- [YOUR ASSIGNMENT]: In the records below, locate the line containing "Please indicate the white eyebrow"; output that line and every following line through the last, exactly.

- [Data entries]:
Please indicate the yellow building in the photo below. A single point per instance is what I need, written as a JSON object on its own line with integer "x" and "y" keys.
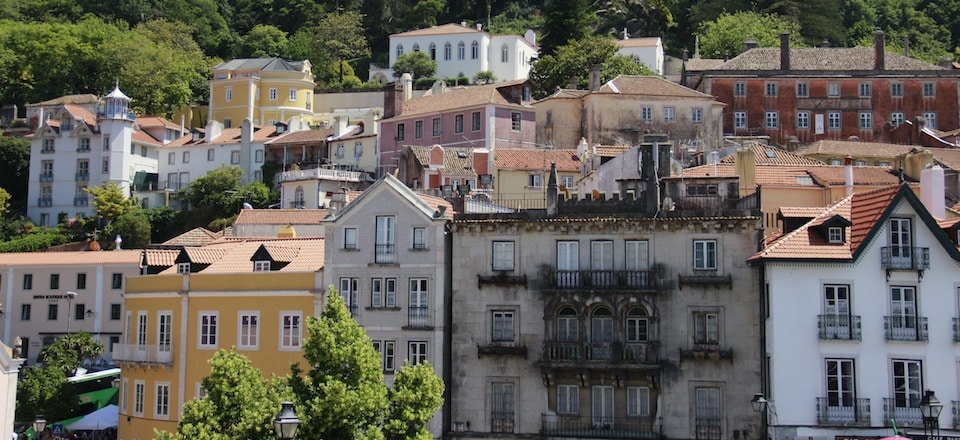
{"x": 263, "y": 90}
{"x": 252, "y": 294}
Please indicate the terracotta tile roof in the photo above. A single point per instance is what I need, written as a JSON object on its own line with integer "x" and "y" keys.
{"x": 81, "y": 258}
{"x": 767, "y": 155}
{"x": 458, "y": 97}
{"x": 445, "y": 29}
{"x": 457, "y": 162}
{"x": 531, "y": 159}
{"x": 193, "y": 237}
{"x": 161, "y": 257}
{"x": 823, "y": 58}
{"x": 280, "y": 216}
{"x": 639, "y": 42}
{"x": 649, "y": 86}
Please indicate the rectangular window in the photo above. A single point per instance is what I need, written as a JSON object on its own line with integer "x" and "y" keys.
{"x": 772, "y": 119}
{"x": 475, "y": 121}
{"x": 706, "y": 328}
{"x": 568, "y": 399}
{"x": 896, "y": 90}
{"x": 646, "y": 113}
{"x": 503, "y": 255}
{"x": 705, "y": 254}
{"x": 833, "y": 120}
{"x": 349, "y": 238}
{"x": 669, "y": 114}
{"x": 740, "y": 120}
{"x": 291, "y": 332}
{"x": 249, "y": 337}
{"x": 740, "y": 88}
{"x": 417, "y": 352}
{"x": 833, "y": 90}
{"x": 502, "y": 326}
{"x": 502, "y": 407}
{"x": 638, "y": 401}
{"x": 208, "y": 323}
{"x": 419, "y": 238}
{"x": 770, "y": 89}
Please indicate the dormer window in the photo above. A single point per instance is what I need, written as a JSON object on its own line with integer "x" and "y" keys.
{"x": 835, "y": 235}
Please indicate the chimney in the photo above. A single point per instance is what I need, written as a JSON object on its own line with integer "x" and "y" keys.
{"x": 594, "y": 77}
{"x": 932, "y": 192}
{"x": 785, "y": 51}
{"x": 879, "y": 57}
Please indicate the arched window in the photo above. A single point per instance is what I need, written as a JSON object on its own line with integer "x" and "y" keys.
{"x": 567, "y": 328}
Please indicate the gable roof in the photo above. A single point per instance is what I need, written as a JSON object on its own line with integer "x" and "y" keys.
{"x": 823, "y": 59}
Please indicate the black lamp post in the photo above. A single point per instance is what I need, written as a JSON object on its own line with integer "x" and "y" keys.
{"x": 930, "y": 408}
{"x": 286, "y": 424}
{"x": 39, "y": 424}
{"x": 759, "y": 403}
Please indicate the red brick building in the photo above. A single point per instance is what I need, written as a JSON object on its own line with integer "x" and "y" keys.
{"x": 810, "y": 94}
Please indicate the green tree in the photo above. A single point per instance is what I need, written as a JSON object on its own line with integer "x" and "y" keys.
{"x": 340, "y": 37}
{"x": 417, "y": 63}
{"x": 724, "y": 36}
{"x": 109, "y": 201}
{"x": 343, "y": 394}
{"x": 240, "y": 403}
{"x": 564, "y": 22}
{"x": 416, "y": 396}
{"x": 573, "y": 61}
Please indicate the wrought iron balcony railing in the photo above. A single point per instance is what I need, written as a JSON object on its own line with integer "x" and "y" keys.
{"x": 840, "y": 411}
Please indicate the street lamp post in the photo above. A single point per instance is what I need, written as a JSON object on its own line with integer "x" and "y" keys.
{"x": 39, "y": 424}
{"x": 70, "y": 297}
{"x": 759, "y": 403}
{"x": 286, "y": 424}
{"x": 930, "y": 408}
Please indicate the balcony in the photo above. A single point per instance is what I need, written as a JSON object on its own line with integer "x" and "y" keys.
{"x": 611, "y": 280}
{"x": 146, "y": 354}
{"x": 839, "y": 327}
{"x": 850, "y": 412}
{"x": 904, "y": 258}
{"x": 905, "y": 328}
{"x": 385, "y": 254}
{"x": 597, "y": 427}
{"x": 418, "y": 317}
{"x": 897, "y": 410}
{"x": 600, "y": 355}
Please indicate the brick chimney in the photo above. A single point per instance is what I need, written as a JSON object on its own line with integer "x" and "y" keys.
{"x": 785, "y": 51}
{"x": 879, "y": 57}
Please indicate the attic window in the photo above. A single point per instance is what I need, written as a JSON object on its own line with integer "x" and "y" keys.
{"x": 835, "y": 235}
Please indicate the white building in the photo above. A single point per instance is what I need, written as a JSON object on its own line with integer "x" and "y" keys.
{"x": 862, "y": 301}
{"x": 464, "y": 51}
{"x": 75, "y": 148}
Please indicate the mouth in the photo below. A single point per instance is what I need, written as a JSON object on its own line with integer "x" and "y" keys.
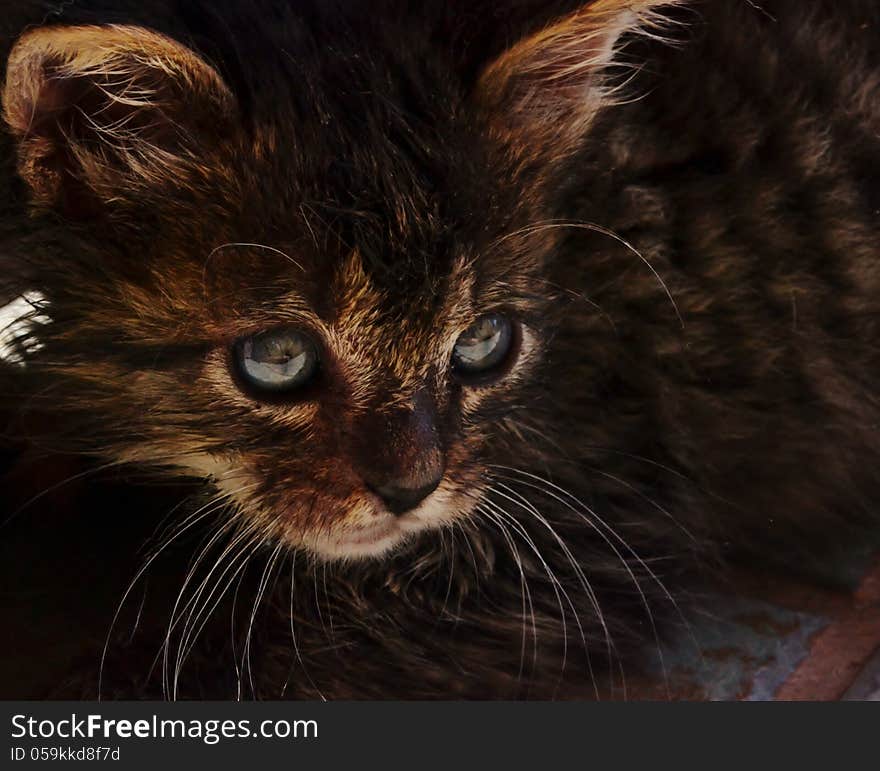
{"x": 379, "y": 532}
{"x": 373, "y": 540}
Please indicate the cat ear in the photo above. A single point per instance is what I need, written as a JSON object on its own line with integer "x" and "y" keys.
{"x": 545, "y": 90}
{"x": 97, "y": 110}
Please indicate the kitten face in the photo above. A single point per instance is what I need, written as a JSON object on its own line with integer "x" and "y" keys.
{"x": 327, "y": 296}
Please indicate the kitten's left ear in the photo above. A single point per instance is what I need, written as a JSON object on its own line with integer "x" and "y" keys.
{"x": 541, "y": 95}
{"x": 98, "y": 111}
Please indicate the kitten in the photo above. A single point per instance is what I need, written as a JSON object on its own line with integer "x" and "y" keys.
{"x": 512, "y": 352}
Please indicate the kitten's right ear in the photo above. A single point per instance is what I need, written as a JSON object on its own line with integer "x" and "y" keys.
{"x": 540, "y": 96}
{"x": 102, "y": 110}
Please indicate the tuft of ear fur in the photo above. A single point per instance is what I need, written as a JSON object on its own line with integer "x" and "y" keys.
{"x": 541, "y": 95}
{"x": 97, "y": 109}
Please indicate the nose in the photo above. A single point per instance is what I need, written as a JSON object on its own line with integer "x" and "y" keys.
{"x": 400, "y": 498}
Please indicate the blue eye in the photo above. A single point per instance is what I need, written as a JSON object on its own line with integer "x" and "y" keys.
{"x": 276, "y": 361}
{"x": 484, "y": 346}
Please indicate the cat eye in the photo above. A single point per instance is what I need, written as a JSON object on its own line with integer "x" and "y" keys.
{"x": 276, "y": 361}
{"x": 484, "y": 347}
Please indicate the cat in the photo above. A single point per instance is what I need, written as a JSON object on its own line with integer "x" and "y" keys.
{"x": 497, "y": 344}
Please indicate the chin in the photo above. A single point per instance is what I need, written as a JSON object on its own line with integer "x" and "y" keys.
{"x": 385, "y": 533}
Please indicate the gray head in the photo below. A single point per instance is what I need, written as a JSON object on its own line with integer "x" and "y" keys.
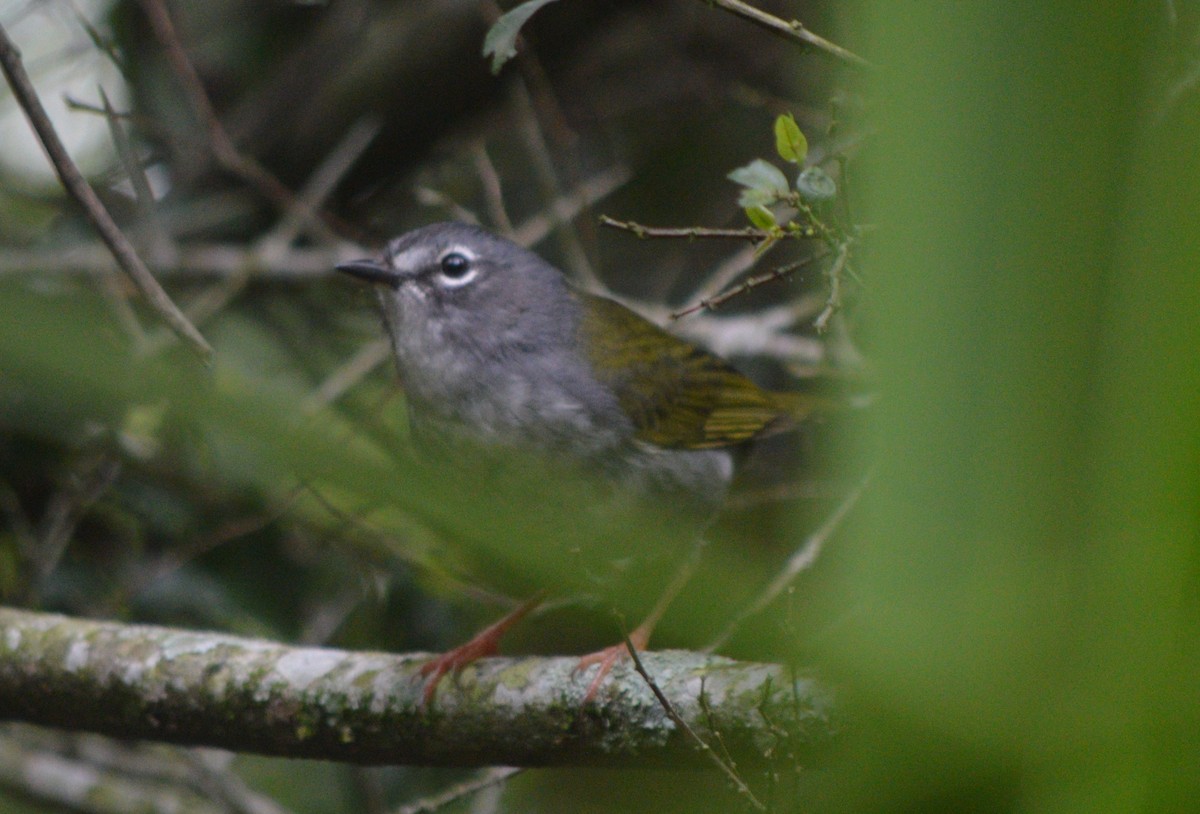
{"x": 485, "y": 334}
{"x": 454, "y": 286}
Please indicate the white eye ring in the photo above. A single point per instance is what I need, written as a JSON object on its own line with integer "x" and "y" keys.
{"x": 457, "y": 268}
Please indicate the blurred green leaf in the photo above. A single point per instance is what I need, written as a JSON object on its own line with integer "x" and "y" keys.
{"x": 761, "y": 216}
{"x": 815, "y": 184}
{"x": 501, "y": 42}
{"x": 790, "y": 142}
{"x": 761, "y": 177}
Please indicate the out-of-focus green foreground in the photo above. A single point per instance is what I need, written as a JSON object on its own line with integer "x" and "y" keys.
{"x": 1020, "y": 606}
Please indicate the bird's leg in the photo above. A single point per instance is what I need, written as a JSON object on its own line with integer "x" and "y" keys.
{"x": 640, "y": 636}
{"x": 481, "y": 645}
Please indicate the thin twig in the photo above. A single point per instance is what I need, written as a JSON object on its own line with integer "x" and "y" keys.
{"x": 790, "y": 30}
{"x": 75, "y": 183}
{"x": 714, "y": 303}
{"x": 726, "y": 768}
{"x": 223, "y": 149}
{"x": 834, "y": 300}
{"x": 801, "y": 561}
{"x": 750, "y": 233}
{"x": 483, "y": 780}
{"x": 493, "y": 191}
{"x": 546, "y": 175}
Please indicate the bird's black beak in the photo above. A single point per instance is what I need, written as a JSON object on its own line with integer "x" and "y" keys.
{"x": 371, "y": 271}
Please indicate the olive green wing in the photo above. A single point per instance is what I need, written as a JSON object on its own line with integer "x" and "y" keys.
{"x": 677, "y": 395}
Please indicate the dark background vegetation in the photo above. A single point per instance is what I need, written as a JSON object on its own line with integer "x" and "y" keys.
{"x": 1009, "y": 621}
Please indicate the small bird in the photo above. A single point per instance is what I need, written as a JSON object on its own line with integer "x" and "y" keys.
{"x": 497, "y": 352}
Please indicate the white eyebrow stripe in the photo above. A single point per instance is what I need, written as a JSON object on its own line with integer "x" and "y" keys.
{"x": 408, "y": 259}
{"x": 457, "y": 250}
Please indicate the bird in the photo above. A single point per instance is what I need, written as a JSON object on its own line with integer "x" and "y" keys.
{"x": 498, "y": 353}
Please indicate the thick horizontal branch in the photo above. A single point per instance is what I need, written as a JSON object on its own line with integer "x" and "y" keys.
{"x": 252, "y": 695}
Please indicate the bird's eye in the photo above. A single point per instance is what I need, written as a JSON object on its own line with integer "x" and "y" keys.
{"x": 455, "y": 267}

- [RESULT BELOW]:
Please indicate the white eyebrow stripe in the photo above. A single point per instance is what I need, written as a JSON object on its own line with integer "x" and "y" keys.
{"x": 408, "y": 259}
{"x": 457, "y": 250}
Please indicate the bird in the photo above. A single point per instance is what I need, written as a JSON object on its own line with integer "x" and "y" keys.
{"x": 498, "y": 353}
Please indicate the thick horizontal branch in the photo above. A single point per instance is what I need, written as a JSON object on its own line with integer "x" and "y" keys.
{"x": 252, "y": 695}
Please indicate the bird's eye in the photo above. A single point per instance is what I need, written as a JSON object on its own line with integer "x" and "y" keys.
{"x": 455, "y": 267}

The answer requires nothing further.